** Start of Document text **
This is one of the most amazing places I have ever seen in my life. It is a 10,583 sq meter (4,086 sq miles) salt desert on a plateau at 3,656 sq meters (11,995 ft) above sea level in the mountains of Bolivia.
It is absolutely breathtaking. The sad part: few Bolivians get to enjoy it because tourism is a concept that only those with extra income can enjoy; this is not the case for many Bolivians. Therefore, mainly foreigners who can afford to visit it and spend in dollars can enjoy this beautiful place.
It is a shame, but this is true for all of South America. During my travels I was one of few Colombians. I encountered a few Peruvians and many Argentineans, but not one Bolivian traveling for pleasure. Not only the resources of South America are at international disposal, the landscape also seems reserved for foreign enjoyment.
The salt desert, like much of Bolivia is a great natural resource. 50 per cent of the world’s lithium reserves are there. Reason why car companies, such as Mitsubishi, who are looking to mass produce electric cars, have their eyes set on it; lithium is essential in battery making.
I learned during my visit that in the past there have been attempts to allow concessions to international companies to extract the lithium, but the community, along with the current president Evo Morales, have resisted. This is good news because international companies exploit much of Bolivia’s resources, benefiting only the already rich and generating international profit rather than local. This is the case with many of their mines.
Going back to the point…Uyuni is pretty amazing…here are some photos and videos.
When I left Uyuni I headed for the border with Argentina. I was sitting on the isle of a super-packed bus for six hours swallowing dust as we advanced on the unpaved roads in the mountains of Bolivia. I made it to the bordering town around two in the morning and waited until sunrise when the border and bus companies opened. I was so exhausted I took the first option of transportation I found to Buenos Aires. I was 24 hours away by bus and the guy at the agency promised a smooth trip if I just took a bus on the Bolivian side and went straight to Buenos Aires. He said the bus would stop at the border and the process would be simple. Under different circumstances–I like to believe–I wouldn’t have been tricked into doing this. But the lack of sleep didn’t allow me better judgment.
The bus left an hour later than supposed to. Then stopped at the border, maybe three blocks away, and lo and behold I learned the process of migration for Bolivians.
The border was a pretty simple one. I have crossed multiple borders during this trip, so it is a process I am used to. I was the only tourist on the bus I had taken. I would quickly learn why.
As I sat in the agency waiting for the bus to leave I observed the man who had sold me the ticket have conversations with the other passengers, all of them Bolivian of indigenous descent or campesinos who work the land. I quickly realized that traveling can be very stressful for people who barely leave their piece of land and all they know is how to cultivate and work hard. I could see blank stares on peoples’ faces when he explained paperwork and laws and the migration process. A routine process for me was a much more complicated one for them.
** End of Document text **
** Start of Records shown **
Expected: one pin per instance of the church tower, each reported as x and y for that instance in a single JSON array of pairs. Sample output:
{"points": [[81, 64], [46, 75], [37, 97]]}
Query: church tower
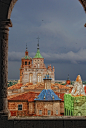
{"points": [[26, 64]]}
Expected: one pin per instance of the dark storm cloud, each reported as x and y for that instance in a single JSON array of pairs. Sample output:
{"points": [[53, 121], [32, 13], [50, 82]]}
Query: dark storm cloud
{"points": [[60, 26]]}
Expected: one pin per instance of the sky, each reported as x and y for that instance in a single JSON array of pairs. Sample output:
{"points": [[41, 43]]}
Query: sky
{"points": [[60, 26]]}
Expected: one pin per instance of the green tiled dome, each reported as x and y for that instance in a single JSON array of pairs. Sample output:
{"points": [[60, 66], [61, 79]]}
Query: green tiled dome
{"points": [[38, 55]]}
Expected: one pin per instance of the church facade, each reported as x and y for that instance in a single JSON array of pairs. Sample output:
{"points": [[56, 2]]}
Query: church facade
{"points": [[33, 70]]}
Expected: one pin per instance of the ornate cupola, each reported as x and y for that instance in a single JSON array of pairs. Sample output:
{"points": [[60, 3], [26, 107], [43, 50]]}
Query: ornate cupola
{"points": [[68, 82], [26, 63], [38, 55], [47, 81], [26, 52]]}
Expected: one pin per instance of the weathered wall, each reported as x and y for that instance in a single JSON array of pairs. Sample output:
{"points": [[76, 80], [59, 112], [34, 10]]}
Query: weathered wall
{"points": [[45, 106]]}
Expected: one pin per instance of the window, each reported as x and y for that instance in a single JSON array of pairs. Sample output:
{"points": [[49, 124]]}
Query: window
{"points": [[29, 63], [38, 65], [56, 112], [49, 112], [25, 62], [20, 107], [30, 78], [40, 112], [39, 77]]}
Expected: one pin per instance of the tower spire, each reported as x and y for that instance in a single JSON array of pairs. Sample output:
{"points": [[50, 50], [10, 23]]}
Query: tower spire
{"points": [[38, 42], [26, 46]]}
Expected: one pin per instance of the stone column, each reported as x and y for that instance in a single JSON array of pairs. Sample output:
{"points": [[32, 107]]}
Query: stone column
{"points": [[4, 30]]}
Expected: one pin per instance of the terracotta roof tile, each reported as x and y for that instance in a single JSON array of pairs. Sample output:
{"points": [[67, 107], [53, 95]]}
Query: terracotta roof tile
{"points": [[16, 86], [29, 96]]}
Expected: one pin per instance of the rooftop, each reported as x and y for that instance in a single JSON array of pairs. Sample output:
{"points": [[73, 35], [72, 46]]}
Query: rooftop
{"points": [[47, 95]]}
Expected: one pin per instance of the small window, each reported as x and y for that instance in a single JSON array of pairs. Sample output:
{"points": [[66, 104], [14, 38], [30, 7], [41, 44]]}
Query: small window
{"points": [[40, 112], [20, 107], [49, 112], [25, 62], [56, 112]]}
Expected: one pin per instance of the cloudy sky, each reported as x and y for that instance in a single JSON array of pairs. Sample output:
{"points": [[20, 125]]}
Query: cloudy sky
{"points": [[60, 26]]}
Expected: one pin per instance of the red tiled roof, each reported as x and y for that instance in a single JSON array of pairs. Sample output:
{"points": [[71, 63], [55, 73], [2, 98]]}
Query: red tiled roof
{"points": [[29, 96], [16, 86], [60, 95]]}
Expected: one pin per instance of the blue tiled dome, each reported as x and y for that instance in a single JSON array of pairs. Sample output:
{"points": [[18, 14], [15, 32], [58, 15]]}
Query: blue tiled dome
{"points": [[47, 95]]}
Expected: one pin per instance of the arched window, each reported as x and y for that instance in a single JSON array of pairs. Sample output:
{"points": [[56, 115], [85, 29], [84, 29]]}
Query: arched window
{"points": [[25, 62], [29, 63], [39, 77], [30, 78]]}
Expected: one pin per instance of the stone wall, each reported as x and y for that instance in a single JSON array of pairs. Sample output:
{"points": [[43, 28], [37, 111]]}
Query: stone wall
{"points": [[45, 106]]}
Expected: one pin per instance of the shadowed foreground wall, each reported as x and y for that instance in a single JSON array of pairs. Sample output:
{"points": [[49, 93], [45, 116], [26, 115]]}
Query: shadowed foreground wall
{"points": [[78, 123]]}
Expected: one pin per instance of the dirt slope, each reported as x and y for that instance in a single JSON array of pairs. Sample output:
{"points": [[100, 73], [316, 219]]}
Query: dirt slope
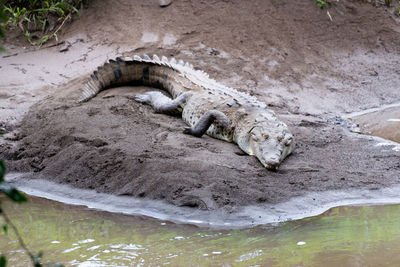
{"points": [[288, 53]]}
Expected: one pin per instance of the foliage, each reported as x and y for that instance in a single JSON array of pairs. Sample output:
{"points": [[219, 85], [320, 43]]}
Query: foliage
{"points": [[39, 20], [3, 17], [17, 197], [397, 11], [321, 3]]}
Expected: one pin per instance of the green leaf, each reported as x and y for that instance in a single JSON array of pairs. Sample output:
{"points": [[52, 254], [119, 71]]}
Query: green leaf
{"points": [[12, 192], [3, 261], [37, 259]]}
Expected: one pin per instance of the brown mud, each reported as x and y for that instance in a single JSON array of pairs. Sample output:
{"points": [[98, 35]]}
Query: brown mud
{"points": [[307, 68]]}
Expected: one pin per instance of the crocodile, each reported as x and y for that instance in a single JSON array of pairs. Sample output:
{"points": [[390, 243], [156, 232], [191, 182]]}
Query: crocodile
{"points": [[207, 106]]}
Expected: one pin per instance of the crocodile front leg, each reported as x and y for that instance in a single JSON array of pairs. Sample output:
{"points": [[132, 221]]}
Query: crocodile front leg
{"points": [[219, 119], [162, 103]]}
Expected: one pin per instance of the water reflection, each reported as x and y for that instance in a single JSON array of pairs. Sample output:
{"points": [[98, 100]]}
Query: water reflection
{"points": [[76, 236]]}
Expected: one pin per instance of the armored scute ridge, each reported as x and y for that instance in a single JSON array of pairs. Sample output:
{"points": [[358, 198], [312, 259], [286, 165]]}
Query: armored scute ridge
{"points": [[205, 105]]}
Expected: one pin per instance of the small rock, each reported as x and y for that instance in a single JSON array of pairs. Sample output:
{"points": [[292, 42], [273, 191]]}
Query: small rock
{"points": [[65, 47], [165, 3]]}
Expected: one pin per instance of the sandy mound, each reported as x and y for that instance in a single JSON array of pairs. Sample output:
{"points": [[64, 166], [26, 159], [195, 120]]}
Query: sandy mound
{"points": [[290, 55]]}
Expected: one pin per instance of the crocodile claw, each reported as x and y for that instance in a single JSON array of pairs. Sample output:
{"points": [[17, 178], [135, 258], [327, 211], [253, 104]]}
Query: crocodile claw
{"points": [[144, 99], [187, 130]]}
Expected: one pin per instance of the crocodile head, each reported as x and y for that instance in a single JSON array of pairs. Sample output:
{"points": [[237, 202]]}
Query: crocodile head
{"points": [[270, 143]]}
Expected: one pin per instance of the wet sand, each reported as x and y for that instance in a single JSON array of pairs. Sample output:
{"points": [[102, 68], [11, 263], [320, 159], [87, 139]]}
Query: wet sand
{"points": [[307, 69]]}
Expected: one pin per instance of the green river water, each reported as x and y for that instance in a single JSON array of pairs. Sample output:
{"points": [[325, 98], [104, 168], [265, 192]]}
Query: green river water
{"points": [[77, 236]]}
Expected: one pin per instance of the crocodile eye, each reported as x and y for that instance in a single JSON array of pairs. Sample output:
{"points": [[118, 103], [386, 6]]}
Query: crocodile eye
{"points": [[288, 141], [254, 137]]}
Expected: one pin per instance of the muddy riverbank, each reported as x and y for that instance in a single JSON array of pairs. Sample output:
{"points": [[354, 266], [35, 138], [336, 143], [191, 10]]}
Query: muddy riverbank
{"points": [[307, 68]]}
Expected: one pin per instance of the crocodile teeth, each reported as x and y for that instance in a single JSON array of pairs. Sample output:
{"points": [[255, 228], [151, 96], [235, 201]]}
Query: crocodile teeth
{"points": [[156, 58]]}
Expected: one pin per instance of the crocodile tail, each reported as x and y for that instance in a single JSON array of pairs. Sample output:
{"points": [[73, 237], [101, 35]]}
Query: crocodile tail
{"points": [[153, 72]]}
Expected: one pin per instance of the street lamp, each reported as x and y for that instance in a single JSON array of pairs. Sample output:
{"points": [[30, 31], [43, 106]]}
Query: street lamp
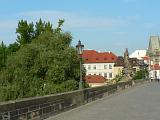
{"points": [[80, 48]]}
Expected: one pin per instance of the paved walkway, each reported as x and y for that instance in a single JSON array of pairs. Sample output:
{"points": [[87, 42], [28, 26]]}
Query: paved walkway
{"points": [[139, 103]]}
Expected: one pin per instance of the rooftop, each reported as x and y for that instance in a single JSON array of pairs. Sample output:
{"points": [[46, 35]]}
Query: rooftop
{"points": [[92, 56]]}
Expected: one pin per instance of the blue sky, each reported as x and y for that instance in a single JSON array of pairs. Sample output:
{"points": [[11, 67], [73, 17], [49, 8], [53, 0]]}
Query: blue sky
{"points": [[103, 25]]}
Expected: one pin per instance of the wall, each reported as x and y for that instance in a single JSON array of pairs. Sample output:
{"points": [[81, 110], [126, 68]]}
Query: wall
{"points": [[100, 69], [42, 107]]}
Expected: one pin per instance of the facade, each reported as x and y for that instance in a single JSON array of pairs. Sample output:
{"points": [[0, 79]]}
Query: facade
{"points": [[153, 53], [95, 80], [119, 65], [99, 63], [139, 54]]}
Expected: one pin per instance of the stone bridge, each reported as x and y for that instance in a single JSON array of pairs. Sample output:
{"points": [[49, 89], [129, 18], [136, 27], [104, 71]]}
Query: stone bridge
{"points": [[138, 103], [122, 101]]}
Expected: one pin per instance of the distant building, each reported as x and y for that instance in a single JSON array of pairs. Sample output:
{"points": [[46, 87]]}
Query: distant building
{"points": [[119, 65], [139, 54], [154, 56], [95, 80], [154, 50], [99, 63]]}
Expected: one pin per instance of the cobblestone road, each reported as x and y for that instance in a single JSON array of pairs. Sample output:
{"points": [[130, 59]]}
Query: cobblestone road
{"points": [[138, 103]]}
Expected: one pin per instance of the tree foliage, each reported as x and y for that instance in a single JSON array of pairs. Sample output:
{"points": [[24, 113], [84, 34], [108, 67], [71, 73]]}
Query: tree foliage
{"points": [[141, 74], [45, 62]]}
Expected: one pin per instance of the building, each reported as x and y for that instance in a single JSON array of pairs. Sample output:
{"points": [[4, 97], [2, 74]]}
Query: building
{"points": [[119, 65], [153, 53], [139, 54], [154, 50], [95, 80], [99, 63]]}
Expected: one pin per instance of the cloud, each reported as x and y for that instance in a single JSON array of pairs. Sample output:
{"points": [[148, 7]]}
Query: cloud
{"points": [[129, 1], [120, 33], [8, 25]]}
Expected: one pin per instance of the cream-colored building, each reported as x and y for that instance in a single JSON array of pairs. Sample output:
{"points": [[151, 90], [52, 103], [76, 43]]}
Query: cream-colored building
{"points": [[99, 63]]}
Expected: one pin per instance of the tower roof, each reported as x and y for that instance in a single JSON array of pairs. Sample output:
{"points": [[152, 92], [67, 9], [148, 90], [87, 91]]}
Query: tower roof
{"points": [[154, 43]]}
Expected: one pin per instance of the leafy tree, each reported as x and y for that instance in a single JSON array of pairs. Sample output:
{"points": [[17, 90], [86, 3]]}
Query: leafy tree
{"points": [[3, 55], [141, 74], [49, 64], [25, 32], [12, 48]]}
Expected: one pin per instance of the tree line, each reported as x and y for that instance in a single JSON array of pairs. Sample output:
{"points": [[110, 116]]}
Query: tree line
{"points": [[41, 61]]}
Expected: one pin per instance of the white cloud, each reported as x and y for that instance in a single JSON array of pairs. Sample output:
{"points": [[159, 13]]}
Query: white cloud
{"points": [[129, 1], [8, 25], [120, 33]]}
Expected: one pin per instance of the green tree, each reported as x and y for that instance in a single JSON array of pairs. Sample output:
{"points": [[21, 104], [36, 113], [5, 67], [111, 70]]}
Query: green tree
{"points": [[141, 74], [49, 64], [3, 55], [25, 32]]}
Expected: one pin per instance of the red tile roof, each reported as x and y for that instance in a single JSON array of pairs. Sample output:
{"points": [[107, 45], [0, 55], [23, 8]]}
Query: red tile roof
{"points": [[155, 67], [145, 58], [92, 56], [95, 79]]}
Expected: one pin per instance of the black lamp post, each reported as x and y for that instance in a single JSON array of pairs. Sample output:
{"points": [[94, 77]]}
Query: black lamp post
{"points": [[80, 48]]}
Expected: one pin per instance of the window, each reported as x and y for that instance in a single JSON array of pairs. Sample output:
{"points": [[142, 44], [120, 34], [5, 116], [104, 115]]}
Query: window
{"points": [[89, 67], [110, 66], [110, 75], [84, 66], [105, 75], [94, 67], [105, 66]]}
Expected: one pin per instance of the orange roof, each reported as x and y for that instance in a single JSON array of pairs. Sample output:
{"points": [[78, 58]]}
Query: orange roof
{"points": [[155, 67], [95, 79], [145, 58], [92, 56]]}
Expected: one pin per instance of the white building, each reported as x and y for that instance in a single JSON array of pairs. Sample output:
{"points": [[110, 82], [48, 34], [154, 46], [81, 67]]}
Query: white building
{"points": [[139, 54], [99, 63]]}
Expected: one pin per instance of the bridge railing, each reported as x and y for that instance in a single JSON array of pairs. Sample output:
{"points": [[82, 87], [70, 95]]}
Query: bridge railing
{"points": [[42, 107]]}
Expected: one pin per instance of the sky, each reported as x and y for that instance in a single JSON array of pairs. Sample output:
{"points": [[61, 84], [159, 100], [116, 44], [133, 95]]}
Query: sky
{"points": [[102, 25]]}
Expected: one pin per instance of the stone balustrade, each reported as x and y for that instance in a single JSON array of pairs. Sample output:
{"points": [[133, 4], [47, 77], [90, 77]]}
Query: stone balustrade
{"points": [[38, 108]]}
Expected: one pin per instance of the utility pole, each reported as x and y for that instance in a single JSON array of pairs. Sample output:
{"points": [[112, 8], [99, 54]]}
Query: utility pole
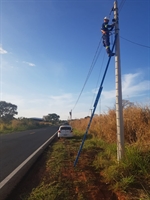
{"points": [[119, 111], [70, 113]]}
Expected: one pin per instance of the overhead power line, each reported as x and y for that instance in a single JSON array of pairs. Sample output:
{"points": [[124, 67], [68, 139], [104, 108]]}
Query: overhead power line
{"points": [[135, 43], [97, 53]]}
** End of Records shown **
Complete the following:
• a. According to the travel account of Uyuni, what share of the world's lithium reserves is in the salt desert?
• b. Rewrite the travel account of Uyuni starting at "I learned during" and ending at "photos and videos.", with "international companies" replaced by "foreign firms".
• c. Carry on the travel account of Uyuni and the trip to the Argentine border from where it stops.
The lines can be left aside.

Results for each task:
• a. 50 percent of the world's lithium reserves are there.

• b.
I learned during my visit that in the past there have been attempts to allow concessions to foreign firms to extract the lithium, but the community, along with the current president Evo Morales, have resisted. This is good news because foreign firms exploit much of Bolivia’s resources, benefiting only the already rich and generating international profit rather than local. This is the case with many of their mines.
Going back to the point…Uyuni is pretty amazing…here are some photos and videos.

• c.
We get on the bus and get off shortly after, right at the border. We are given instructions and told that the whole process will be done together, as a group. Odd enough for me, but I didn’t question it. We get out and stand in line for quite a while, like everyone else. After officially exiting Bolivia we are told to wait on the bridge, as a group, while the process unravels. As I wait I see the people who were behind us in line continue on to the Argentinean office and, in less than five minutes, be on the other side. This keeps happening for a while and I start growing more impatient by the minute. I didn’t understand what was going on. Why were we standing there without an explanation? After an hour and a half had gone by I was able to find someone from the bus company and asked what was going on. He said we had to wait until the Argentinean office was ready to receive us. I was then more confused than before.
I let another while go by and then asked again, now a bit more impatient. The guy tells me we will go into the migration office in 20 minutes. 40 minutes later we were actually standing in a different line waiting to continue the process. After we get our passports stamped we are told to stand in another line across the street, this line went nowhere, but no one questioned it. I was looking around completely flabbergasted. Was I the only one getting desperate? I could see everyone else cross the border easily, why were we stuck? I had had enough of it!
Of course, as someone that lives in the U.S I am used to a completely different dynamic. I felt I had the right to complain and even ask for my money back because I could just cross the border myself and get a bus on the other side rather than stand here and then there waiting for god-knows-what.
So I approach the guy once again, this time ready to talk to whomever I need to talk to get myself out of there. It had been FOUR hours and we were still on the border, having 24 more to go. At this point I had slept close to nothing in three days and I was about to burst with frustration and tiredness. So I tell the guy no one had informed me this would be the process and that I wanted my money back and I’d be on my way.
That's when I learned I had done business with a third person party that tricked me into buying an overpriced ticket with a false promise. I was stuck there because no one could return my money and we were waiting for the bus to get checked top to bottom by border police before we could move on; there was still another bus to go through customs before ours. I couldn’t believe it. I wanted to kick myself for not being on top of my game that morning and falling for such scam. But there was nothing I could do about it.
The bus had literary left from three blocks away. It would’ve been much simpler to just cross the border alone and then take an Argentinean bus, but we didn’t know any better. For me it felt like a mind spasm moment what had led me there, for the rest of the passengers it’s just how things are, always.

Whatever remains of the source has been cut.